▶ [PROBLEM TO SOLVE]: Rewrite the items from the first line through the line containing "point(86, 11)", inclusive, changing "Target" to "Object" and leaving everything else as it is. Return only those lines.
** BEGIN SUPPLIED DATA **
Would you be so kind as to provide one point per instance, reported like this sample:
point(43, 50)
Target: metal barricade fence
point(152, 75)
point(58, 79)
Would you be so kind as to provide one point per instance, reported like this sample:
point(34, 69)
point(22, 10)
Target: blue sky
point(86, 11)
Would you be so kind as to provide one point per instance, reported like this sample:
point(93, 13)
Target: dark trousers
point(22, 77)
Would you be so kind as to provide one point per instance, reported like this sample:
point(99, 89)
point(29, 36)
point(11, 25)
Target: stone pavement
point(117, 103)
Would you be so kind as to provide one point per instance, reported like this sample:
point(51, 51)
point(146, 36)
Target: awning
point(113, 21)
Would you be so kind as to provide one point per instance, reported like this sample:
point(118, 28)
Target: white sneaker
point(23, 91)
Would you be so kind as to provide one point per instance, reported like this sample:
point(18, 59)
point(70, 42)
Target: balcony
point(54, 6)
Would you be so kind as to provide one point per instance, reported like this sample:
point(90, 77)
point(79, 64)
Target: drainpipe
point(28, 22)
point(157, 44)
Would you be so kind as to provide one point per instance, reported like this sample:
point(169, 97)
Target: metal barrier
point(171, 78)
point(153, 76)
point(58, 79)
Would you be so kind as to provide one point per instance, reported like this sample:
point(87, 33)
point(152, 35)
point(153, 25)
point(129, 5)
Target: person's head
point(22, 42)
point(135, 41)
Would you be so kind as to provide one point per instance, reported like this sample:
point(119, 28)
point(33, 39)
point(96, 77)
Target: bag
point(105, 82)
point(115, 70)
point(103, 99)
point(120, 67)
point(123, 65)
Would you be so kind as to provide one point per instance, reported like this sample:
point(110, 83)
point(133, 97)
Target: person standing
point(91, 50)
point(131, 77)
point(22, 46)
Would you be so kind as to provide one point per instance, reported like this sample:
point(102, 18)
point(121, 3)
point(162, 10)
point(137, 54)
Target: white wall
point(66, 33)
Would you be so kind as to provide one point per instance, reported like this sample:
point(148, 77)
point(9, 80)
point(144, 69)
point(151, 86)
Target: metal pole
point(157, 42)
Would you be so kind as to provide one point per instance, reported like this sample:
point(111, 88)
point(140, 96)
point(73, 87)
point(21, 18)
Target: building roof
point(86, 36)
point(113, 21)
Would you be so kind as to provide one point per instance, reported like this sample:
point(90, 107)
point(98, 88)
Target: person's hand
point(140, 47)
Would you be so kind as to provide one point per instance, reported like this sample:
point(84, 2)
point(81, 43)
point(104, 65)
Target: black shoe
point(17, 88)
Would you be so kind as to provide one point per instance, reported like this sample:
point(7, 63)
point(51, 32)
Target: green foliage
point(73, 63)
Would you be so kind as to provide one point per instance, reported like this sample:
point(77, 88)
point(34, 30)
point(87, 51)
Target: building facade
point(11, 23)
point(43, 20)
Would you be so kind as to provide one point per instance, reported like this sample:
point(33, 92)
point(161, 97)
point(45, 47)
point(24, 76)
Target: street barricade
** END SUPPLIED DATA **
▶ [OUTPUT FOR THIS TASK]:
Would you be so kind as to provide one point per instance, reported like this sample:
point(43, 50)
Object: metal barricade fence
point(152, 75)
point(58, 79)
Would you be so kind as to provide one point per instance, reported like this sample:
point(34, 69)
point(22, 10)
Object: blue sky
point(86, 11)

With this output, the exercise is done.